__RAW DATA__:
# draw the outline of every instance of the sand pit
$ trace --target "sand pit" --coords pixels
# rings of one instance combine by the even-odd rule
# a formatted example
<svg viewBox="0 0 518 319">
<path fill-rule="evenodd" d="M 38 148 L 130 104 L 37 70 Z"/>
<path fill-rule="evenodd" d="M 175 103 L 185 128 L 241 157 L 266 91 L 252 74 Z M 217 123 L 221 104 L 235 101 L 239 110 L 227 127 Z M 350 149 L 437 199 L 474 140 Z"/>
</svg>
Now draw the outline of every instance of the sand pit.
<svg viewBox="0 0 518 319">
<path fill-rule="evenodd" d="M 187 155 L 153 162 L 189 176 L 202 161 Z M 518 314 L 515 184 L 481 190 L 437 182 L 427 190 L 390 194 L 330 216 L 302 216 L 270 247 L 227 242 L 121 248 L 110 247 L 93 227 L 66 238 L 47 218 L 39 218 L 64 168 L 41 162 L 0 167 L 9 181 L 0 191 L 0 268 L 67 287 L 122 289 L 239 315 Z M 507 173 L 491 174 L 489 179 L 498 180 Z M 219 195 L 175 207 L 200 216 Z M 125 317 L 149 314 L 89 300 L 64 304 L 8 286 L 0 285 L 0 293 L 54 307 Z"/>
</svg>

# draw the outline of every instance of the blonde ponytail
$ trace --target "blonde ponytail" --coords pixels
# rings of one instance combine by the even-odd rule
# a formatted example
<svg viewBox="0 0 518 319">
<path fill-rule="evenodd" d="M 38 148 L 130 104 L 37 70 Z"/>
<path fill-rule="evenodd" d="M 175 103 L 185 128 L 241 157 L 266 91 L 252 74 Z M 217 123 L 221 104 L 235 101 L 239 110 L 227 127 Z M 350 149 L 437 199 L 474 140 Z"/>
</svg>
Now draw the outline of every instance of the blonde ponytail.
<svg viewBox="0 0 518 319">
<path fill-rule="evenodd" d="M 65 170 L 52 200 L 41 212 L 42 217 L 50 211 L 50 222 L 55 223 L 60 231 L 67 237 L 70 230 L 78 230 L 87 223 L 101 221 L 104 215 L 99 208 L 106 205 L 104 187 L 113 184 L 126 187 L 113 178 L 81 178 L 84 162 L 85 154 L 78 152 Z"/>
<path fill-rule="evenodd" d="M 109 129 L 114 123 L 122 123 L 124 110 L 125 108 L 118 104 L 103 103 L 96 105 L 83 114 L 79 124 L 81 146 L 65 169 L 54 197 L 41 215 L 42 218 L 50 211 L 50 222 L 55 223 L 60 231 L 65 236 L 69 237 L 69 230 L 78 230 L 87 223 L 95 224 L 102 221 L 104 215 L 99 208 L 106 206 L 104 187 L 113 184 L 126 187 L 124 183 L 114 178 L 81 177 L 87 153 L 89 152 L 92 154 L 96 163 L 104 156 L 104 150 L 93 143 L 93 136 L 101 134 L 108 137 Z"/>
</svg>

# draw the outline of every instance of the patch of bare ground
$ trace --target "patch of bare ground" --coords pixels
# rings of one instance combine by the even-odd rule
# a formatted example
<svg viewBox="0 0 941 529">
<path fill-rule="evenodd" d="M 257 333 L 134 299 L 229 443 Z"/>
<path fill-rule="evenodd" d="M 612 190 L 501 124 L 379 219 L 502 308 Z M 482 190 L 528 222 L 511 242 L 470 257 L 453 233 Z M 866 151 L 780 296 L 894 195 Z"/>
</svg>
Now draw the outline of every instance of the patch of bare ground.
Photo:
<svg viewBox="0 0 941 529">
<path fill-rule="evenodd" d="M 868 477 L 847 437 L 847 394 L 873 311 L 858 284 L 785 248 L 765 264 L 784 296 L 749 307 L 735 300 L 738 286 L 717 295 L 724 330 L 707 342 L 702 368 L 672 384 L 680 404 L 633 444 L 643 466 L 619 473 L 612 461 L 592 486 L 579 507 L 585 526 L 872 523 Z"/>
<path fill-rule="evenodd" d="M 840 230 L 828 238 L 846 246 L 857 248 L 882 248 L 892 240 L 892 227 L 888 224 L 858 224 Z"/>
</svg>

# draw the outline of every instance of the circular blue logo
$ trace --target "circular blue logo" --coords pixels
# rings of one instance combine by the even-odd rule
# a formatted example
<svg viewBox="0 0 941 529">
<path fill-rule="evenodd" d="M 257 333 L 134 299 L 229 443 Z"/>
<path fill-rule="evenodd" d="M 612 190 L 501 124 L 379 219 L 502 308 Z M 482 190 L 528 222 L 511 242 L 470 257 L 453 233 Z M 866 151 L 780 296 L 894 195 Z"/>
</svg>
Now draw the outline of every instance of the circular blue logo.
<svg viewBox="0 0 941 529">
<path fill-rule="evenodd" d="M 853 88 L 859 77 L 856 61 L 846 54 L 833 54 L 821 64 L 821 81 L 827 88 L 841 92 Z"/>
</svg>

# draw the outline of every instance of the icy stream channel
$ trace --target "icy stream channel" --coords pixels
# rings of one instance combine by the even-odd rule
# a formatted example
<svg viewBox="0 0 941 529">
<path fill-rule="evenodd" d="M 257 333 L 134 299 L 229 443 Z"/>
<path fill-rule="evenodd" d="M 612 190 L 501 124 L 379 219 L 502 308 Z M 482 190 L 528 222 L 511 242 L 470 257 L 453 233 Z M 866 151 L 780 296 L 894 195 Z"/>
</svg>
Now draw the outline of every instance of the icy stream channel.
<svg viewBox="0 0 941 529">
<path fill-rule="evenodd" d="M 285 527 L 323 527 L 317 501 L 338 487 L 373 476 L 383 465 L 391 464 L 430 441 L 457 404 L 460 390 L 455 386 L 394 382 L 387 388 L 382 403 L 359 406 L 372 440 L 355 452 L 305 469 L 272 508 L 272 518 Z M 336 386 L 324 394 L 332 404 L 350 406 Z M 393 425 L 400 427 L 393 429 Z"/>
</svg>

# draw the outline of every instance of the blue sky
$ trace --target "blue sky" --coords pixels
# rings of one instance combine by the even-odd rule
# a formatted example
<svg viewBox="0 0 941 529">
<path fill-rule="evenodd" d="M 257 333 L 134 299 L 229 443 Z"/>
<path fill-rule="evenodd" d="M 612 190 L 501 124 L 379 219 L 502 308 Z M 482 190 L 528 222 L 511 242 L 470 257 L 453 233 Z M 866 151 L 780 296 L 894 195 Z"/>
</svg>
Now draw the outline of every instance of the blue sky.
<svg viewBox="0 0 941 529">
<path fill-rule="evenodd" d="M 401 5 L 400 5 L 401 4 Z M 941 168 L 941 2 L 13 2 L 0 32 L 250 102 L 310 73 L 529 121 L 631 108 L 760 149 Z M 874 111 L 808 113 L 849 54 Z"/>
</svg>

__REQUIRED TASK__: Can you arrange every line of the entries above as a Markdown table with the columns "Row" and "Line", numbering the rows in order and leaving out blank lines?

__WRITTEN RESPONSE__:
| Row | Line |
|---|---|
| 1 | # draw the outline of every instance of the sand pit |
| 2 | $ trace --target "sand pit" --coords pixels |
| 3 | # rings of one instance combine by the even-odd rule |
| 4 | # a formatted example |
| 5 | <svg viewBox="0 0 518 319"> |
| 6 | <path fill-rule="evenodd" d="M 38 148 L 130 104 L 37 70 Z"/> |
| 7 | <path fill-rule="evenodd" d="M 175 103 L 185 128 L 241 157 L 266 91 L 252 74 Z M 217 123 L 221 104 L 235 101 L 239 110 L 227 127 Z M 350 149 L 437 199 L 474 140 Z"/> |
| 8 | </svg> |
| 9 | Now draw the outline of every instance of the sand pit. |
| 10 | <svg viewBox="0 0 518 319"> |
| 11 | <path fill-rule="evenodd" d="M 187 155 L 153 162 L 189 176 L 202 161 Z M 518 314 L 515 184 L 481 190 L 437 182 L 427 190 L 390 194 L 330 216 L 302 216 L 270 247 L 227 242 L 121 248 L 110 247 L 93 227 L 66 238 L 47 218 L 39 218 L 64 168 L 41 162 L 0 167 L 9 181 L 0 191 L 0 268 L 67 287 L 122 289 L 239 315 Z M 507 173 L 491 174 L 489 179 L 498 180 Z M 219 195 L 175 207 L 200 216 Z M 125 317 L 149 314 L 89 300 L 64 304 L 8 286 L 0 285 L 0 293 L 54 307 Z"/> |
| 12 | </svg> |
| 13 | # draw the outline of every instance of the blonde ponytail |
| 14 | $ trace --target "blonde ponytail" --coords pixels |
| 15 | # rings of one instance combine by the even-odd rule |
| 16 | # a formatted example |
| 17 | <svg viewBox="0 0 518 319"> |
| 18 | <path fill-rule="evenodd" d="M 38 148 L 130 104 L 37 70 Z"/> |
| 19 | <path fill-rule="evenodd" d="M 175 103 L 185 128 L 241 157 L 266 91 L 252 74 Z M 217 123 L 221 104 L 235 101 L 239 110 L 227 127 Z M 350 149 L 437 199 L 474 140 Z"/> |
| 20 | </svg> |
| 21 | Now draw the outline of every instance of the blonde ponytail. |
| 22 | <svg viewBox="0 0 518 319"> |
| 23 | <path fill-rule="evenodd" d="M 65 170 L 52 200 L 41 212 L 42 217 L 50 211 L 50 222 L 55 223 L 60 231 L 67 237 L 70 230 L 78 230 L 87 223 L 101 221 L 104 215 L 99 208 L 106 205 L 104 187 L 113 184 L 126 187 L 113 178 L 81 178 L 84 162 L 85 154 L 78 152 Z"/> |
| 24 | <path fill-rule="evenodd" d="M 109 129 L 114 123 L 122 123 L 124 110 L 125 108 L 118 104 L 103 103 L 96 105 L 83 114 L 79 124 L 81 146 L 65 169 L 54 197 L 41 215 L 42 218 L 50 211 L 50 222 L 55 223 L 60 231 L 65 236 L 69 237 L 69 230 L 78 230 L 87 223 L 95 224 L 102 221 L 104 215 L 99 208 L 106 206 L 104 187 L 113 184 L 126 187 L 124 183 L 114 178 L 81 177 L 87 153 L 89 152 L 92 154 L 96 163 L 104 156 L 104 150 L 93 143 L 93 136 L 101 134 L 108 137 Z"/> |
| 25 | </svg> |
| 26 | # draw the outline of every instance of the patch of bare ground |
| 27 | $ trace --target "patch of bare ground" --coords pixels |
| 28 | # rings of one instance combine by the even-odd rule |
| 29 | # a formatted example |
| 30 | <svg viewBox="0 0 941 529"> |
| 31 | <path fill-rule="evenodd" d="M 257 333 L 134 299 L 229 443 Z"/> |
| 32 | <path fill-rule="evenodd" d="M 612 190 L 501 124 L 379 219 L 502 308 Z M 482 190 L 528 222 L 511 242 L 470 257 L 453 233 Z M 866 151 L 780 296 L 894 195 Z"/> |
| 33 | </svg> |
| 34 | Now draw the outline of every instance of the patch of bare ground. |
| 35 | Photo: |
| 36 | <svg viewBox="0 0 941 529"> |
| 37 | <path fill-rule="evenodd" d="M 868 477 L 847 437 L 847 394 L 873 311 L 858 284 L 785 248 L 765 264 L 784 296 L 749 307 L 735 300 L 738 286 L 717 295 L 724 330 L 707 342 L 702 368 L 672 384 L 680 404 L 633 444 L 643 466 L 619 473 L 612 461 L 592 486 L 579 507 L 585 526 L 872 523 Z"/> |
| 38 | <path fill-rule="evenodd" d="M 840 230 L 828 238 L 846 246 L 857 248 L 882 248 L 892 240 L 892 227 L 888 224 L 858 224 Z"/> |
| 39 | </svg> |
| 40 | # draw the outline of every instance of the circular blue logo |
| 41 | $ trace --target "circular blue logo" --coords pixels |
| 42 | # rings of one instance combine by the even-odd rule |
| 43 | # a formatted example |
| 44 | <svg viewBox="0 0 941 529"> |
| 45 | <path fill-rule="evenodd" d="M 257 333 L 134 299 L 229 443 Z"/> |
| 46 | <path fill-rule="evenodd" d="M 612 190 L 501 124 L 379 219 L 502 308 Z M 482 190 L 528 222 L 511 242 L 470 257 L 453 233 Z M 866 151 L 780 296 L 894 195 Z"/> |
| 47 | </svg> |
| 48 | Now draw the outline of every instance of the circular blue logo. |
| 49 | <svg viewBox="0 0 941 529"> |
| 50 | <path fill-rule="evenodd" d="M 853 88 L 859 77 L 856 61 L 846 54 L 833 54 L 821 64 L 821 81 L 827 88 L 841 92 Z"/> |
| 51 | </svg> |
| 52 | # draw the outline of every instance of the icy stream channel |
| 53 | $ trace --target "icy stream channel" --coords pixels |
| 54 | # rings of one instance combine by the even-odd rule |
| 55 | # a formatted example |
| 56 | <svg viewBox="0 0 941 529"> |
| 57 | <path fill-rule="evenodd" d="M 257 333 L 134 299 L 229 443 Z"/> |
| 58 | <path fill-rule="evenodd" d="M 612 190 L 501 124 L 379 219 L 502 308 Z M 482 190 L 528 222 L 511 242 L 470 257 L 453 233 Z M 866 151 L 780 296 L 894 195 Z"/> |
| 59 | </svg> |
| 60 | Now draw the outline of every instance of the icy stream channel. |
| 61 | <svg viewBox="0 0 941 529"> |
| 62 | <path fill-rule="evenodd" d="M 285 527 L 323 527 L 317 501 L 338 487 L 373 476 L 383 465 L 391 464 L 430 441 L 457 404 L 460 390 L 455 386 L 394 382 L 387 388 L 382 403 L 359 406 L 372 440 L 355 452 L 305 469 L 272 508 L 272 518 Z M 336 386 L 324 394 L 332 404 L 350 406 Z M 393 425 L 400 427 L 393 429 Z"/> |
| 63 | </svg> |
| 64 | # draw the outline of every instance of the blue sky |
| 65 | $ trace --target "blue sky" --coords pixels |
| 66 | # rings of one instance combine by the even-odd rule |
| 67 | # a formatted example |
| 68 | <svg viewBox="0 0 941 529"> |
| 69 | <path fill-rule="evenodd" d="M 257 333 L 134 299 L 229 443 Z"/> |
| 70 | <path fill-rule="evenodd" d="M 612 190 L 501 124 L 379 219 L 502 308 Z M 482 190 L 528 222 L 511 242 L 470 257 L 453 233 Z M 866 151 L 780 296 L 894 195 Z"/> |
| 71 | </svg> |
| 72 | Now draw the outline of every instance of the blue sky. |
| 73 | <svg viewBox="0 0 941 529"> |
| 74 | <path fill-rule="evenodd" d="M 401 5 L 400 5 L 401 4 Z M 941 168 L 941 2 L 13 2 L 0 32 L 250 102 L 310 73 L 529 121 L 631 108 L 760 149 Z M 874 111 L 808 113 L 849 54 Z"/> |
| 75 | </svg> |